(DATASET RECORDS)
....................

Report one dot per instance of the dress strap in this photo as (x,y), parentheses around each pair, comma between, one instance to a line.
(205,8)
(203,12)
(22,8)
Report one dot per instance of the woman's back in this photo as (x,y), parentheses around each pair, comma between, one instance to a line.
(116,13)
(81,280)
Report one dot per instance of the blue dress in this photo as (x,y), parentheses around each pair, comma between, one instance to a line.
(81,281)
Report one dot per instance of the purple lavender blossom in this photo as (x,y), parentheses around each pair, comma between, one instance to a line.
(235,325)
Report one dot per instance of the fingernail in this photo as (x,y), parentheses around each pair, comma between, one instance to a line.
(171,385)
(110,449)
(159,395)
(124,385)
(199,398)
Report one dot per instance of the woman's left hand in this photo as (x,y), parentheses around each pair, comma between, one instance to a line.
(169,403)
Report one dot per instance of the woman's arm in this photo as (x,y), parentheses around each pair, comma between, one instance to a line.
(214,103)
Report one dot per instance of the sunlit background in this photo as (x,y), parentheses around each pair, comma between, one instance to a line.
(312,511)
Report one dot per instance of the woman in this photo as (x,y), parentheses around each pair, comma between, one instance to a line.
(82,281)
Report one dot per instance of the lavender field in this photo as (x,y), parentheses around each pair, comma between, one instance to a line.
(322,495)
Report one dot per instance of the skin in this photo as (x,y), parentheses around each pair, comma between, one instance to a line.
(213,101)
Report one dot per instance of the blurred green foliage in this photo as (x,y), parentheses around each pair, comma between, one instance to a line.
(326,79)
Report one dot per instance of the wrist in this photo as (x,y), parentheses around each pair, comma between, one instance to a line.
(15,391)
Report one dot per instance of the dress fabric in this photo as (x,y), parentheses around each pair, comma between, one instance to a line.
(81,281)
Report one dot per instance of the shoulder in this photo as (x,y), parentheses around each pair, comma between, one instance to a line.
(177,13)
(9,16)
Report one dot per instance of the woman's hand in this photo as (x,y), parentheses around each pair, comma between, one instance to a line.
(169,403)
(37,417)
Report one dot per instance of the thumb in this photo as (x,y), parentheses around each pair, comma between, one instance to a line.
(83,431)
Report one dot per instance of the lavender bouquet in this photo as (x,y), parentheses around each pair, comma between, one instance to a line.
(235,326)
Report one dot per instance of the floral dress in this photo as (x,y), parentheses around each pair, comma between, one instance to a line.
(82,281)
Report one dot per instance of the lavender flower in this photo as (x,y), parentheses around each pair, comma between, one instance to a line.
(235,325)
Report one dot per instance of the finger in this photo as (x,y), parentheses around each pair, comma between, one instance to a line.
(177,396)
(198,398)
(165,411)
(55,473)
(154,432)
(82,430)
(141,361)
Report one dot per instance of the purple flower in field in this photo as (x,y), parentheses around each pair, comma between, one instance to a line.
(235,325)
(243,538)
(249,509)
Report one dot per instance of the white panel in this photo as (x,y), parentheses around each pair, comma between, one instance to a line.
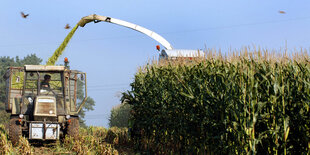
(36,131)
(46,100)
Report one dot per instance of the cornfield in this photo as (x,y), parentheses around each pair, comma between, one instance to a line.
(254,102)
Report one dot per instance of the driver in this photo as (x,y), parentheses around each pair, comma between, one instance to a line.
(45,83)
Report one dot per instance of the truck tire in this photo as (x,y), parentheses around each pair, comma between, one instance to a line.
(73,127)
(15,131)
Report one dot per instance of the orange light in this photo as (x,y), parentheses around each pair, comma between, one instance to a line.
(66,60)
(158,47)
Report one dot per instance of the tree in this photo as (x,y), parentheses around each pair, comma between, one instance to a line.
(120,115)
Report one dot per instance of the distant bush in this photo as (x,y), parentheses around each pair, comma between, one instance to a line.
(120,115)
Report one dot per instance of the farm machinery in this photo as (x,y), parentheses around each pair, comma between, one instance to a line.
(167,53)
(44,112)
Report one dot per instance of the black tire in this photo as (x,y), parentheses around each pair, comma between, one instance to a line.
(73,127)
(15,131)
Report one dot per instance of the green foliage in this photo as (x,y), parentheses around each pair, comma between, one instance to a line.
(6,62)
(52,60)
(245,106)
(120,115)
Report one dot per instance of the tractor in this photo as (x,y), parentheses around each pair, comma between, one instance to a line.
(44,113)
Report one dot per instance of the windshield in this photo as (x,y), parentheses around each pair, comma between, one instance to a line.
(48,83)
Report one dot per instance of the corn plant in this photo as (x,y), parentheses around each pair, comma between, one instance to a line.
(244,104)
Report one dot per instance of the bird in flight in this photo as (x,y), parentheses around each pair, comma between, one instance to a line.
(24,15)
(282,12)
(67,26)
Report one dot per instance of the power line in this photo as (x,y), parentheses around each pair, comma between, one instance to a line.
(176,32)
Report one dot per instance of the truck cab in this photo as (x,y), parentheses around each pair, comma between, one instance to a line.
(45,113)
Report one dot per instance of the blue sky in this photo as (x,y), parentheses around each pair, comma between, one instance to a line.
(111,54)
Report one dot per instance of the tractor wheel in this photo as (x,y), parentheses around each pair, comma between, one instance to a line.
(15,131)
(73,127)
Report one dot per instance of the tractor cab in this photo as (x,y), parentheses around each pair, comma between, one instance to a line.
(44,100)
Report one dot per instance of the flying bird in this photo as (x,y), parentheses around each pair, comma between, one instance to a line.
(282,12)
(67,26)
(24,15)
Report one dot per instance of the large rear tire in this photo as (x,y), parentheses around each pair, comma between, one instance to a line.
(73,127)
(15,131)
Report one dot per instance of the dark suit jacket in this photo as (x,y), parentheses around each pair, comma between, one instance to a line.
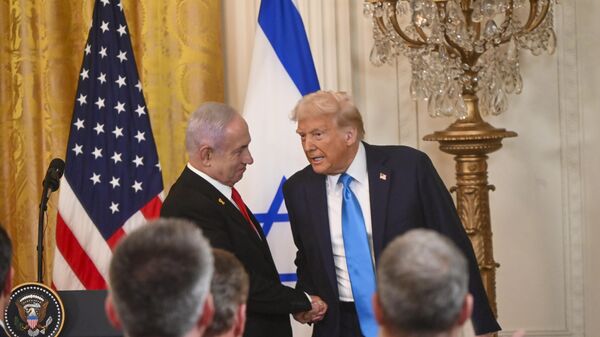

....................

Drop the pictures and reproduce the rest of the data above exactly.

Report one dot per instance of the dress strap in this photo as (x,y), parentheses around each pair, comma between, one instance to a line.
(205,8)
(203,12)
(22,8)
Report one dot per instance of the woman's back in this photo as (x,y), parentheses around each pair, comma between, one instance to a line.
(116,13)
(81,280)
Report one dot per instance of the blue dress in this photo as (x,y), parentheses around each pair, comma between, one instance to a line.
(81,281)
Report one dot per instance of the purple lavender blossom in this photo as (x,y), parentheses around each pair, comma between, one instance to a line.
(235,325)
Report one dot per instance of the fingernail in this photo as (x,y), parentheses around each pair, comma between, one instance to a line.
(171,385)
(110,449)
(159,395)
(124,385)
(199,398)
Report one dot per instance of the woman's left hand in this photo as (x,y), parentheses around each pair, comma between, one instance to a line.
(169,403)
Report one dot per instance of the woman's arm in this photo as (x,y), parentheses around each pair, comma between, one instance to a line.
(214,103)
Report one dot per instance of the sunlit background in this photo as (x,y), parentheses around each pair, comma between, one instance to a line.
(312,511)
Report one dot per instance of the woman in this photo as (x,y), parentheses around each pair, comma between, one instance to a line.
(82,281)
Report one dot per instance of the lavender field in this photo as (x,y), parentheses around each pair, comma between, one instance to a line.
(322,495)
Report one dot per instance of the skin in this photo as (x,y), parentheses around each pair, comma between, one instance to a line.
(213,101)
Report one dot per instance of the blurred green foliage in this photo as (x,y), parentheses around each pair, comma between, one instance to a line.
(326,79)
Report one dot per instance of the wrist in this photo as (x,y), parentheses around each pair, comma between, one instance to a line.
(15,391)
Report one dot per instance of the dress fabric in this photo as (x,y), parentheses around each pair, comma between, one instance to a line.
(81,281)
Report one dot per instance of the shoulder in this photo as (x,y), parentheses around each pair, comma between, one instance to a line.
(177,13)
(9,16)
Report one dot per instance of the woman's hand in this photo as (x,y), parentheses around each pair, comma between, one instance to a line.
(169,403)
(37,417)
Report one dot per instance of the thumb in this photo as (x,y), parentheses around each pair, comma between, one instance to a line.
(83,431)
Report one dot per instance of the lavender bouquet in this photo as (x,y), parentheses around each pair, comma between, one instance to a line.
(235,326)
Report one dot per instance of the floral dress in this photo as (x,y), parentheses around each pair, comma between, one instance to a line.
(82,281)
Report one dot per instance of the lavender flower in this photo as (x,y), parentheses around each pair, comma between, one instance to a line.
(235,325)
Report one dot per instance of the finger in this photo as (x,y), parentheses around each pair, comma between, one instance to a line.
(177,396)
(198,398)
(165,411)
(55,473)
(154,432)
(82,430)
(141,361)
Report one dot per instance of the purple flower in field in this photo as (x,y), parentheses around each pair, comma between, one instance to a line.
(235,325)
(243,538)
(249,509)
Report one dot per instance of the white panel in this photo as (x,y), parentheses around each pair, comma between, one instance to a line.
(36,131)
(46,100)
Report one dot per instance of the cornfield in this photo as (x,y), parentheses around each pair, comma between, one instance to a line.
(254,102)
Report one dot per instance of the driver in this photo as (x,y), parentheses around each pair, comma between, one instance to a line.
(45,83)
Report one dot per instance of the truck tire in this photo as (x,y), parentheses around each pair, comma between, one instance to a line.
(73,127)
(15,131)
Report one dot per instance of the orange light in this photo as (x,y), parentheses around each pair, comma between, one instance to a line.
(66,60)
(158,47)
Report one dot per instance of the tree in this photo as (x,y), parentheses around each pair, comma between, one instance to a line.
(120,115)
Report one dot per instance of the distant bush in this photo as (x,y), parentheses around each pair, comma between, one instance to a line.
(120,115)
Report one dot per instance of the farm machinery in this photo as (x,y), parentheses around each pair, comma between, one instance to a line.
(167,53)
(44,112)
Report one dot per instance of the black tire in this photo as (x,y), parentheses around each pair, comma between, one instance to a line.
(73,127)
(15,131)
Report one dot per instance of the green foliage in this photo as (x,y), parentheses around each pair, comma between, one instance to a line.
(6,62)
(52,60)
(245,106)
(120,115)
Report one dot per instance of the tractor in this photo as (x,y), parentheses around each pair, comma between, one instance to a line.
(44,113)
Report one dot per instance of the windshield in this photo as (x,y), parentheses around each pair, comma between, one instance to a line.
(48,83)
Report one dot per instance of the corn plant in this photo as (x,y), parentheses around each pair, comma between, one instance to a line.
(244,104)
Report one dot per instance of the bird in flight in this photo as (x,y), parentheses around each pair, comma between, one instance to a line.
(24,15)
(282,12)
(67,26)
Report one dot per instance of the power line in this photo as (x,y), parentheses around each pair, comma between, one instance to a line.
(176,32)
Report one dot per instance of the truck cab in this photo as (x,y), parentheses around each pair, comma between, one instance to a line.
(45,113)
Report one dot per instance of the blue sky in this photo as (x,y), parentheses around each pair, comma between, one instance to a line.
(111,54)
Report one dot per instance of the tractor wheel in this photo as (x,y), parentheses around each pair, comma between, one instance to a line.
(15,131)
(73,127)
Report one dot per instance of the tractor cab in this photo as (x,y), parentheses around each pair, comma between, one instance to a line.
(44,100)
Report one dot per instance of the flying bird in this photo as (x,y), parentheses around each pair, comma between, one instance to a line.
(282,12)
(67,26)
(24,15)
Report one dot per instance of the large rear tire in this photo as (x,y), parentheses around each pair, comma between, one instance to a line.
(73,127)
(15,131)
Report one dot per instance of the dark suit jacket in this photo as (x,y), parentheses around each pair, comma between, one instance to a line.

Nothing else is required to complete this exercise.